## START Supplied data
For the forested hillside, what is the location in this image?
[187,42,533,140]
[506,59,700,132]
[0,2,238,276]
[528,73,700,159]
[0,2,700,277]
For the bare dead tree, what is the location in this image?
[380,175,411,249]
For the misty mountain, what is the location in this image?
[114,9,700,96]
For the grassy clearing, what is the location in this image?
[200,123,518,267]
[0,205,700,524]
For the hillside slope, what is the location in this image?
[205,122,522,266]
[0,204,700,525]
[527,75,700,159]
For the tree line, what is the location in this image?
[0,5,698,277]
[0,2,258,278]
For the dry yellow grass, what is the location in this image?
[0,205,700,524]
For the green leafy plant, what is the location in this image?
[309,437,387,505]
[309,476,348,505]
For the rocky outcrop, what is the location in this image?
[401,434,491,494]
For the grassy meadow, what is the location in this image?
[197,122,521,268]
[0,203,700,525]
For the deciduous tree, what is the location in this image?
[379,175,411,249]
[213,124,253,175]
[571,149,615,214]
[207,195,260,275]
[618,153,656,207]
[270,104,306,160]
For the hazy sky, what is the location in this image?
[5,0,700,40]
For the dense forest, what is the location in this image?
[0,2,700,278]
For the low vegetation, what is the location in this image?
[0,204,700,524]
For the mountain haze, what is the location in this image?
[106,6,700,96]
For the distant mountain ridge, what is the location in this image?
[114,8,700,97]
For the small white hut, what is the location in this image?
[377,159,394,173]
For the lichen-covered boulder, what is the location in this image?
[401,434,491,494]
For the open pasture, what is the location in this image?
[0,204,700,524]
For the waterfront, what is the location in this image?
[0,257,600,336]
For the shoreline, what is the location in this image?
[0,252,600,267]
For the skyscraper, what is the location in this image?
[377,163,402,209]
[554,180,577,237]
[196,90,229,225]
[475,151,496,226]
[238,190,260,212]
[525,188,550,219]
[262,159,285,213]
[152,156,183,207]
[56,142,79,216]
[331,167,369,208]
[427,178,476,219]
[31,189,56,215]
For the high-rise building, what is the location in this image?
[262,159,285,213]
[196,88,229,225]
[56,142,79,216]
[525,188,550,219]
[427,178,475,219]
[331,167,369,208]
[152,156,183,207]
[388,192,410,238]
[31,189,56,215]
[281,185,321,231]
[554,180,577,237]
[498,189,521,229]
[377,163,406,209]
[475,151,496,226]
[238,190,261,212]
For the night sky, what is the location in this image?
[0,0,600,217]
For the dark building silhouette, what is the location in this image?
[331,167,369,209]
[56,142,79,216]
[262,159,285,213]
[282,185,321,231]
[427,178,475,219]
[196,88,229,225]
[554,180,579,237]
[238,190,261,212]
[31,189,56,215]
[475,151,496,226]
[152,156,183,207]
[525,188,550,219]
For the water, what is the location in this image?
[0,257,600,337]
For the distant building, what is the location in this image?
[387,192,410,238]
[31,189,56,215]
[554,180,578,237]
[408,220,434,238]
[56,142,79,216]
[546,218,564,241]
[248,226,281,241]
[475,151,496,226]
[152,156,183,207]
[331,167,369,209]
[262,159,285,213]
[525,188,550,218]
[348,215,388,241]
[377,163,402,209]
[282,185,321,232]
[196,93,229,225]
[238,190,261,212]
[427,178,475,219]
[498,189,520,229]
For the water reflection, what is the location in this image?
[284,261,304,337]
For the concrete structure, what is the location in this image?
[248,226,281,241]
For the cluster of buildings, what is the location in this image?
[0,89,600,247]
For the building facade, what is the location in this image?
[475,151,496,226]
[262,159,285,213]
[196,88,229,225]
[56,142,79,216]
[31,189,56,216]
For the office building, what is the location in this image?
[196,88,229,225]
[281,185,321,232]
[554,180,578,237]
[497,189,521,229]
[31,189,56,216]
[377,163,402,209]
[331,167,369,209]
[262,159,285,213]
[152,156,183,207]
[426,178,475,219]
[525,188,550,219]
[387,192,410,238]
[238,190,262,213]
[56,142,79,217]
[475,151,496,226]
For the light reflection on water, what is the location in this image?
## END Supplied data
Task — Show each line in the records above that contains the word "tree". Treat uppercase and lowercase as different.

Solved problem —
For the bare dead tree, what is the location in this image?
For the tree line, what is the location in this image?
For the deciduous tree, what is the location in this image?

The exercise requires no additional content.